*PROVIDED PASSAGE:*
══════
Sack also assisted Kentridge with the construction of an elaborate contraption for the children’s play Wooze Bear (1977). Their mechanical device was inspired by Norman Hunter’s storybook character Professor Branestawm and is, said Sack, a direct precursor to Kentridge’s contemporary sculptures and mechanical installations. These include Black Box/Chambre Noire from 2005, a miniature theatre housing kinetic sculptures and animation that features in Kentridge’s RA show. The spectacle of the dancing compass and articulating rhino in Black Box does little to defuse the horror of the work’s subject: the Herero and Nama genocide of 1904-08 in what is now Namibia. Kentridge’s skill as an artist emerges from his embrace of theatricality and artifice – big no-nos of 1970s art discourse – as tools to examine dark histories.
In many respects, Kentridge’s first exhibition represented a detour from his activities in theatre and incipient film experiments. He briefly stopped making art and closed his studio. “It was a critical time of assessing what it is I do well, or at least how a few of the different things I do well could find a place”, Kentridge told the curator Michael Auping in 2009. In 1981, he spent a year at a Parisian theatre school. Three years later, recently wed to Anne Stanwix, an Australian-born doctor, Kentridge read Rainer Maria Rilke’s poem The Panther (1902) for the first time. The poem about a weary panther circling its enclosure was revelatory. Kentridge would only fully rationalise why much later, after a fateful renegotiation of his professional status.
Here the world owes a debt of gratitude to Reinhold Cassirer, a scion of the Berlin family of art dealers, who pressed Kentridge to return to the studio. “He was either very determined or very deaf”, said Kentridge. “I told him, ‘I am not drawing anymore, I am working in the film industry.’ He responded, ‘Yes, yes, but when can we have an exhibition?’ It was important that there was someone who hadn’t heard that I had stopped, or didn’t believe that I had stopped.” Kentridge tentatively resumed drawing.
In 2012, during the fifth of his six Charles Eliot Norton Lectures – an award bestowed by Harvard University on cultural luminaries, among them T. S. Eliot and Jorge Luis Borges – Kentridge likened the experience of being a young artist back in the studio to Rilke’s caged panther. He experienced bouts of creative energy followed by moments of lassitude. His pacing, a constant of his studio method, even today, served up intractable questions. ‘What is to be done? What are the images to be made?’
Rilke’s poem presented an answer. Kentridge learnt that the poet had worked as a secretary for the sculptor Auguste Rodin. Like Kentridge, Rilke had been stuck over what to compose. One day Rilke’s master packed him off to the zoo with the injunction not to return until he had written about something he had seen. The Panther was “one of the great poems of the last century, and it started life as a homework exercise”, Kentridge told his Harvard audience. He immediately added: “But the relief in the poem is the relief of recognising yourself.”
══════
*REQUIRED TASK:*
Retype the Kentridge passage word for word, everything from "Here the world" down to "tentatively resumed drawing.". Work only from the Kentridge passage and nothing else.

*DATASET CONTENT:*
══════
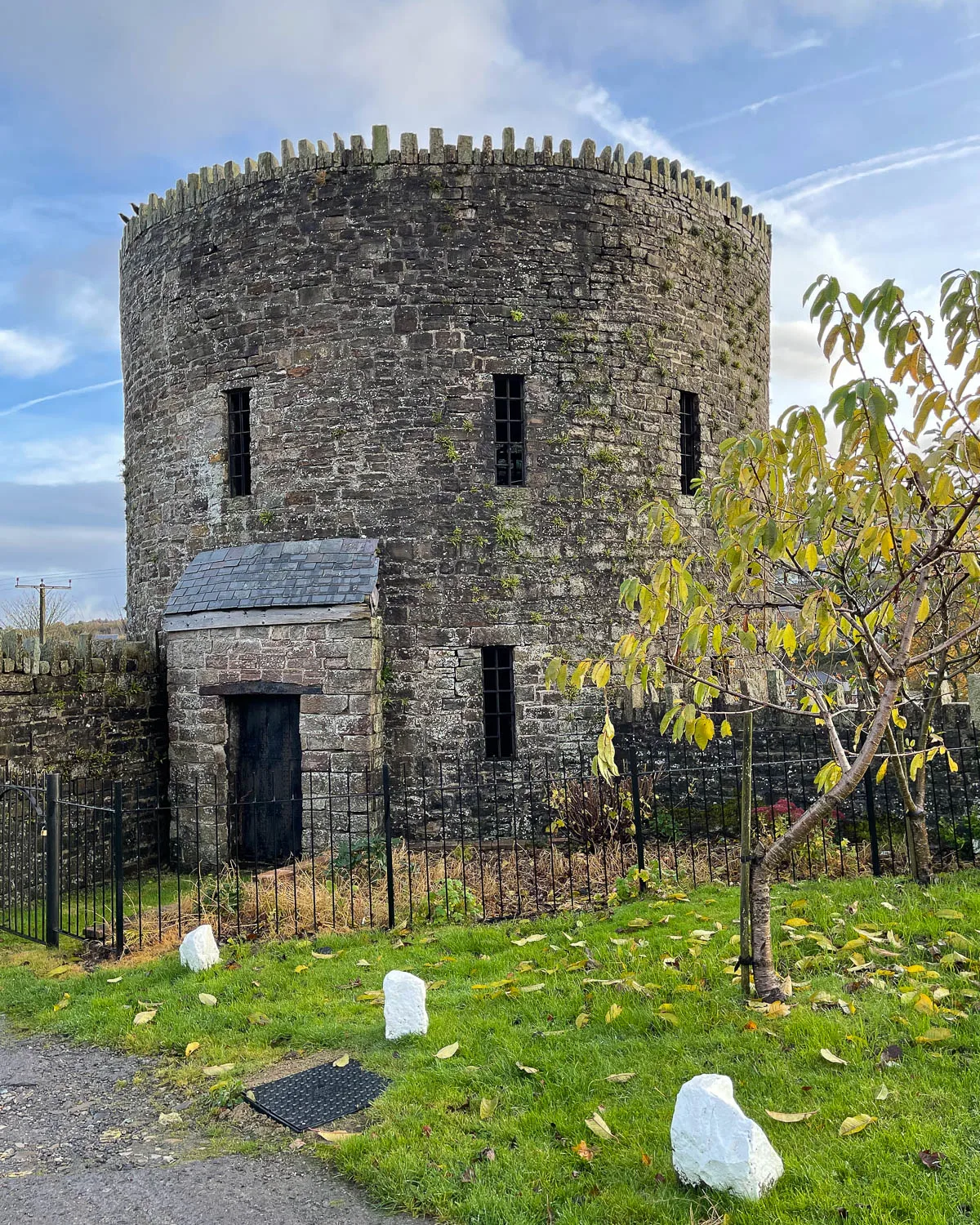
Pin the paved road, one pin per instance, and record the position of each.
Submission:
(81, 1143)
══════
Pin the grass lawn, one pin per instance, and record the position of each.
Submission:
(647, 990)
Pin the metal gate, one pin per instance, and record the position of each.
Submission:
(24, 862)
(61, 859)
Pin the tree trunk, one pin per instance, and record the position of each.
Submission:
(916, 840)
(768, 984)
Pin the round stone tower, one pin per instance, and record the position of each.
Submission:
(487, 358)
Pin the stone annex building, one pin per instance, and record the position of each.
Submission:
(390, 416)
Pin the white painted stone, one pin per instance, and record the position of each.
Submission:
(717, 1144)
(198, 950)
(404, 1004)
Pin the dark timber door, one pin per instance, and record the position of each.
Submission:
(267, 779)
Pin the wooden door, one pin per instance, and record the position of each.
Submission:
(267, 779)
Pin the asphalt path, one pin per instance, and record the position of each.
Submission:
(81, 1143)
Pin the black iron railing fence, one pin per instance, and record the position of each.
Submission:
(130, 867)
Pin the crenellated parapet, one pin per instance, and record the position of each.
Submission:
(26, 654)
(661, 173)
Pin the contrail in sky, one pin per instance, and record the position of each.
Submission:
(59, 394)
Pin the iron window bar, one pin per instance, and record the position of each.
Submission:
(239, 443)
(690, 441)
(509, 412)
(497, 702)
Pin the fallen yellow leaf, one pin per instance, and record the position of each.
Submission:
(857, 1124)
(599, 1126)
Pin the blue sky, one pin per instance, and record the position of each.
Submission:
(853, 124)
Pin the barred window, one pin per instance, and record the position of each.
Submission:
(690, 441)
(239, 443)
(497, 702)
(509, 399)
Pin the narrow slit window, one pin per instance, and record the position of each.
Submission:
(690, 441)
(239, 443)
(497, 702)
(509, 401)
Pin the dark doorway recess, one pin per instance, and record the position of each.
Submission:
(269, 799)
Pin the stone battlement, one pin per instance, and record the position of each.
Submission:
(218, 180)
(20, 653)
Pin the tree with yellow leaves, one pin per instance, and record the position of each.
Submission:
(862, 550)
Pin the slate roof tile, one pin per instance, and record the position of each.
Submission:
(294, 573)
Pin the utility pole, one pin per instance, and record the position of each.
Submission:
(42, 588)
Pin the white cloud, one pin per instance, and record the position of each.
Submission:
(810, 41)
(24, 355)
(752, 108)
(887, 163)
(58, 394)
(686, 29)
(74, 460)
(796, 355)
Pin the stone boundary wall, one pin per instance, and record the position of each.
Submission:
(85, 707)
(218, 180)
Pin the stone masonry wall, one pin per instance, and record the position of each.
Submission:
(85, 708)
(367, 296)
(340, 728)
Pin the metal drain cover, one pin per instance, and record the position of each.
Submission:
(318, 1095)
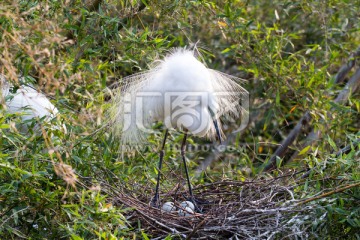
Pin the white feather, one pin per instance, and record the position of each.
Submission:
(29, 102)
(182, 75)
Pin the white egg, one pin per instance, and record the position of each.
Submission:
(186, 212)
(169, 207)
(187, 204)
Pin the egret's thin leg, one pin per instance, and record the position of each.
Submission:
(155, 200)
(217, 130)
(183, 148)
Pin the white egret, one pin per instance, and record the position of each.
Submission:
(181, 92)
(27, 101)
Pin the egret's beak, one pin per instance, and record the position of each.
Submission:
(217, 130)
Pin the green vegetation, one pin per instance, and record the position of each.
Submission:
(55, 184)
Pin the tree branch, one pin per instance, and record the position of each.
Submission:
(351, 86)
══════
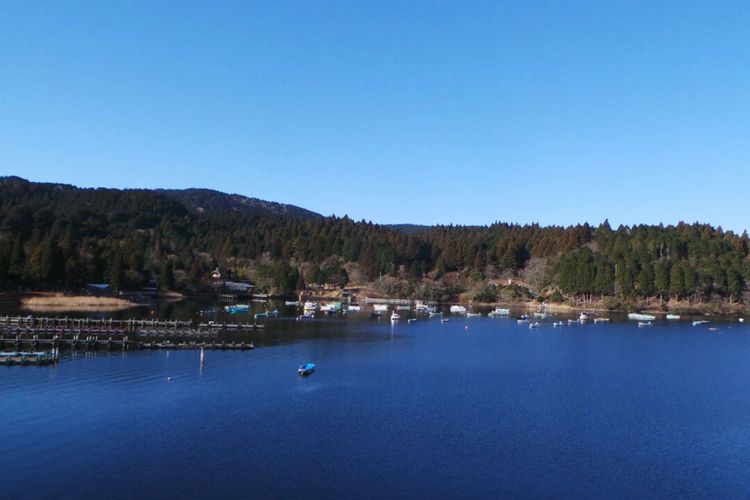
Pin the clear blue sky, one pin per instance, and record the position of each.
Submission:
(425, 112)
══════
*ANSWER FOR THIS EXERCISE:*
Here the world owes a debt of gratitude to Reinhold Cassirer, a scion of the Berlin family of art dealers, who pressed Kentridge to return to the studio. “He was either very determined or very deaf”, said Kentridge. “I told him, ‘I am not drawing anymore, I am working in the film industry.’ He responded, ‘Yes, yes, but when can we have an exhibition?’ It was important that there was someone who hadn’t heard that I had stopped, or didn’t believe that I had stopped.” Kentridge tentatively resumed drawing.